Your goal: Present every line of the material below as a numbered list, leaving out any blank lines.

BEGIN Task inputs

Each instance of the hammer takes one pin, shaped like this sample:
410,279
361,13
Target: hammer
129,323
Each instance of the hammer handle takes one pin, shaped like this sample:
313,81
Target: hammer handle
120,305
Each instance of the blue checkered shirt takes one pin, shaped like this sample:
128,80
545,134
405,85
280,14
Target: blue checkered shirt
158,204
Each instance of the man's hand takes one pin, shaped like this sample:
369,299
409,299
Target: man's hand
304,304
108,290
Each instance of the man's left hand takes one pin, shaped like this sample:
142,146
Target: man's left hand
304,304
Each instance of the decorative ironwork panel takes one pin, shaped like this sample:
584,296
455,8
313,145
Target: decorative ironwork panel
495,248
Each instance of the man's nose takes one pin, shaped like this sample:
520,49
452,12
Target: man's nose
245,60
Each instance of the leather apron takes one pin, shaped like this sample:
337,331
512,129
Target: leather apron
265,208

END Task inputs

Written response:
1. Each instance of the hammer takes one pin, shaped like this sample:
2. 410,279
3. 361,13
4. Target: hammer
5. 129,323
6. Each instance of the hammer handle takes one pin, shaped like this sample:
7. 313,81
8. Target: hammer handle
9. 120,305
10. Each instance of the blue checkered shirt takes one pin, shaped like this sample:
11. 128,80
12. 545,134
13. 405,85
14. 280,14
15. Target: blue checkered shirt
16. 158,204
17. Each instance of the man's hand takes one pin, shaped like this sample:
18. 369,299
19. 409,299
20. Target: man's hand
21. 304,304
22. 108,290
23. Each instance of the man's left hand takes one pin, shaped like this sample:
24. 142,146
25. Target: man's left hand
26. 304,304
27. Each instance of the decorative ironwork panel takes one pin, shaped like this sample:
28. 584,296
29. 455,8
30. 313,145
31. Target: decorative ironwork panel
32. 495,248
33. Each instance of the man's nose takes one pin, shaped like this sample:
34. 520,49
35. 452,12
36. Target: man's nose
37. 245,60
38. Each instance of the leather apron takes one pin, shaped like this sample:
39. 337,331
40. 512,129
41. Target: leather apron
42. 265,208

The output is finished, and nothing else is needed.